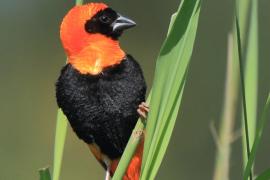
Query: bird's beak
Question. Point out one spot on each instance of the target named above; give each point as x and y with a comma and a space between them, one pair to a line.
122, 23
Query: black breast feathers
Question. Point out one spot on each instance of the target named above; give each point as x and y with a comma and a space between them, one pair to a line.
102, 108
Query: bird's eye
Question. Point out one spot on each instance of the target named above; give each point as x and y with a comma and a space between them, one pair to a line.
104, 19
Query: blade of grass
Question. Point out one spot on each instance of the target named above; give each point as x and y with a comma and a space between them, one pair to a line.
251, 73
44, 174
243, 91
228, 116
131, 147
171, 68
264, 175
60, 136
134, 140
258, 137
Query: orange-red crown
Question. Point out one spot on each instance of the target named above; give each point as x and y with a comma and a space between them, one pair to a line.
88, 53
72, 33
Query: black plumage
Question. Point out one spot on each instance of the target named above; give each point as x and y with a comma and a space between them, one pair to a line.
102, 108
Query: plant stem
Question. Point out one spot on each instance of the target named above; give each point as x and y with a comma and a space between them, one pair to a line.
243, 87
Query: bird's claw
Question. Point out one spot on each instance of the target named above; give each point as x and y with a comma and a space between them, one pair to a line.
143, 109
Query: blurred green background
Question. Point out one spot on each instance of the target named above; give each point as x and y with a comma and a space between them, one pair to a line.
31, 57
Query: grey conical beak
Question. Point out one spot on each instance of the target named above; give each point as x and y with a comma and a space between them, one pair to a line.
122, 23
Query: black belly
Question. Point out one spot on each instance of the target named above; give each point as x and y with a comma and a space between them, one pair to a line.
102, 109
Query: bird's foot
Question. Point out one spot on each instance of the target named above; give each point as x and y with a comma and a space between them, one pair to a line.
143, 109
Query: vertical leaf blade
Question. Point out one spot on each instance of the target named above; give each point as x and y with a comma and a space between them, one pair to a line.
44, 174
258, 137
60, 136
172, 65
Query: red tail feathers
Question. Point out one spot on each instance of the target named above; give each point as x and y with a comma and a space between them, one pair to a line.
134, 168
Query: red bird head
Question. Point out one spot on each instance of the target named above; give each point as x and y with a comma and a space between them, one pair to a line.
89, 34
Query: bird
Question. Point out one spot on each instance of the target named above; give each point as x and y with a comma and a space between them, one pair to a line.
101, 89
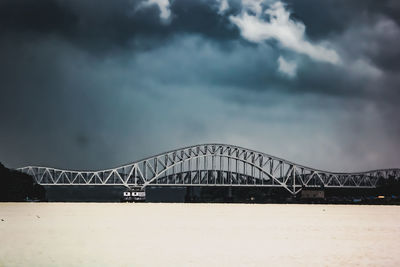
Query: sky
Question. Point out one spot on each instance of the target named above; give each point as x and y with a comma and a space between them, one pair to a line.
97, 84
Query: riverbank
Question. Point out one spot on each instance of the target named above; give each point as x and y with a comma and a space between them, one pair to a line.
151, 234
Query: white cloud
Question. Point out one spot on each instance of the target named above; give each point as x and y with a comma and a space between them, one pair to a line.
253, 6
289, 33
287, 67
223, 6
163, 5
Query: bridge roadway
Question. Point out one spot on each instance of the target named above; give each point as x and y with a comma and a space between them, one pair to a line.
214, 165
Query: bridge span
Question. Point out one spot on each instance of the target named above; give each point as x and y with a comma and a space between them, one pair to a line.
213, 165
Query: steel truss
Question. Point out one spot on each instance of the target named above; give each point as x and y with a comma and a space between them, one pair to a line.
213, 165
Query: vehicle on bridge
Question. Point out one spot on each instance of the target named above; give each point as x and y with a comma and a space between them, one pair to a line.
135, 194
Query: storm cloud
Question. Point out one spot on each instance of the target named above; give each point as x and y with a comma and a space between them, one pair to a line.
95, 84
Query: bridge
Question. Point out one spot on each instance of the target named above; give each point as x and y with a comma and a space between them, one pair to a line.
213, 165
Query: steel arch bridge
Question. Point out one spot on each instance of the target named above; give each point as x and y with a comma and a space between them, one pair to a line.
213, 165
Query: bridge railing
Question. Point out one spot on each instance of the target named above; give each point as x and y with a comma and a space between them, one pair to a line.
212, 165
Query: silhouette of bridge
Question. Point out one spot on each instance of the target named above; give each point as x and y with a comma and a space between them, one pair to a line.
213, 165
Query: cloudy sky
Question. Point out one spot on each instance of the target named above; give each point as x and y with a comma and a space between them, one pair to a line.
95, 84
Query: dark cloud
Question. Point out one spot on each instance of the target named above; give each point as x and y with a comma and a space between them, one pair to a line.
97, 84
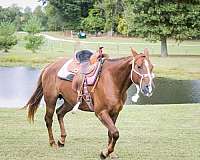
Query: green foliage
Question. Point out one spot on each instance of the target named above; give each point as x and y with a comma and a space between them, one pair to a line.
122, 26
55, 21
112, 9
34, 42
94, 22
71, 11
33, 26
41, 16
7, 37
154, 20
159, 20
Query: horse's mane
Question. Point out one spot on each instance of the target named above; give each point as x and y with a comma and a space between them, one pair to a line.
118, 59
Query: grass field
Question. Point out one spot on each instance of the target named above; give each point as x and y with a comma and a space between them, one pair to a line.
151, 132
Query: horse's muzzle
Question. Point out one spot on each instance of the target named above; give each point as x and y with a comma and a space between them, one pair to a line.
147, 90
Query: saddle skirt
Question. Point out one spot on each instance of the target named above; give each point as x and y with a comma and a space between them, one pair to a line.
72, 67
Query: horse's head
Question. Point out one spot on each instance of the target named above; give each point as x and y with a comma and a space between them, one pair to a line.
141, 73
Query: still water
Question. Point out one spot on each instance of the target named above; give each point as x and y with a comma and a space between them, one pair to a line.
17, 85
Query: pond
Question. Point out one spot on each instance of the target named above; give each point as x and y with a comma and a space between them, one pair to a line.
17, 85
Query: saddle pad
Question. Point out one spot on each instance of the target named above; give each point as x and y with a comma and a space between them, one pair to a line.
64, 73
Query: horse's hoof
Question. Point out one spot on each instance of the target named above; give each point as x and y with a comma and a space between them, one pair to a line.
54, 145
113, 156
60, 144
102, 156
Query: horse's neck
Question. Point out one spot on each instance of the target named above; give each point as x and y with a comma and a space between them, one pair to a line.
121, 71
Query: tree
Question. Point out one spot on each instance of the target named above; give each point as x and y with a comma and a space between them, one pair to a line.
55, 21
7, 37
71, 11
33, 27
11, 14
41, 16
94, 22
122, 26
157, 20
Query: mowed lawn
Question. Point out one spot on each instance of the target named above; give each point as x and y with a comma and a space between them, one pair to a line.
150, 132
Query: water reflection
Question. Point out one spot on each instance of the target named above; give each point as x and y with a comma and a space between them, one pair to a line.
17, 85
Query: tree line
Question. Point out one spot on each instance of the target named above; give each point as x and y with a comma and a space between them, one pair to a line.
154, 20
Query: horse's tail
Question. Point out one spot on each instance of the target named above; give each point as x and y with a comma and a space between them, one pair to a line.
35, 99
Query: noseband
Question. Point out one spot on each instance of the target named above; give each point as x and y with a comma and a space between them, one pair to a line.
148, 75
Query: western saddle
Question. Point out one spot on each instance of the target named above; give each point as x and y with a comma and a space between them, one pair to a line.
86, 68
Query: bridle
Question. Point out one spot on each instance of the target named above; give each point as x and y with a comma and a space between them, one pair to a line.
146, 75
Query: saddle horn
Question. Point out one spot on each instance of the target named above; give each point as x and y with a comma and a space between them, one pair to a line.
134, 52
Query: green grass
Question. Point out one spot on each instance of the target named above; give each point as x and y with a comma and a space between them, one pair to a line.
150, 132
183, 62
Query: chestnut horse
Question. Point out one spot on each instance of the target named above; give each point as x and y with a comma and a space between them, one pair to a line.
109, 96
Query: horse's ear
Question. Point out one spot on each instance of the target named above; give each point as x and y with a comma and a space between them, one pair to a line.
134, 52
146, 52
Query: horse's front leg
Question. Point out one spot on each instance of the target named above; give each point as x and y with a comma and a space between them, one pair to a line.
106, 119
61, 111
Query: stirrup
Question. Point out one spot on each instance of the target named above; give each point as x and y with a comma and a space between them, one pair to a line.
76, 107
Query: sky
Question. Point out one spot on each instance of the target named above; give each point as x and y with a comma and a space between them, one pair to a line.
21, 3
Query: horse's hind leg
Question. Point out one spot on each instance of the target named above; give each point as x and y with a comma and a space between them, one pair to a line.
50, 108
109, 122
61, 111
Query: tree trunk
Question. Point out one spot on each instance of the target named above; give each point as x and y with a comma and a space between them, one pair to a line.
164, 52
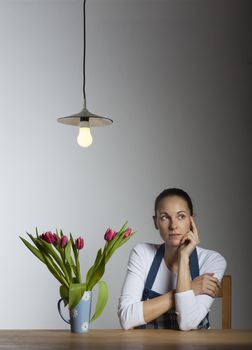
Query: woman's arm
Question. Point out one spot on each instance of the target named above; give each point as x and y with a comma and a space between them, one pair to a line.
155, 307
192, 309
132, 311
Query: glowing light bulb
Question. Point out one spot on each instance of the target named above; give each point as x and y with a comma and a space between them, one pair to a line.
84, 138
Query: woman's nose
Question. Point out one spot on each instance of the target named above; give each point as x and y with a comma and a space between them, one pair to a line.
173, 224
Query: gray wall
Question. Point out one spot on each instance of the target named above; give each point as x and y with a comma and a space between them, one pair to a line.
176, 78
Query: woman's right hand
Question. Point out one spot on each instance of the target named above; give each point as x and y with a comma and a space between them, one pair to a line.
206, 284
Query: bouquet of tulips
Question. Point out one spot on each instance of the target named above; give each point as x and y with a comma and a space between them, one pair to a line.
61, 256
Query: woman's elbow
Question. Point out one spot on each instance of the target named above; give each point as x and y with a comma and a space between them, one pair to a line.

———

The lines to quote run from the one containing "Query: woman's nose" through the final line of the material above; please give them exactly, both ends included, and nothing else.

Query: woman's nose
Question. Point out one spot on each instance of the target named above; give each point as x and y with a comma and a space between them, one pair to a line.
173, 224
Query: gray wall
Question. Point out one spot on each instance of the target named above; give each point as x and y with a comma and a space between them, one pair to a line.
176, 78
Query: woman's right hand
Question. Point out one spot on each instance of the target named above; give each point as x and y with a comma and a space between them, one pair to a line.
206, 284
Query: bouquet of tulips
Question. Point out one spot on each instance of the target named above; give each point as x and y with a comma and a space between them, one pair to a line.
61, 256
Query: woman's elbow
Question. Point out one spot on each instance of the target named above; give each point as x and y with a comma and a space between them, one pair to a line.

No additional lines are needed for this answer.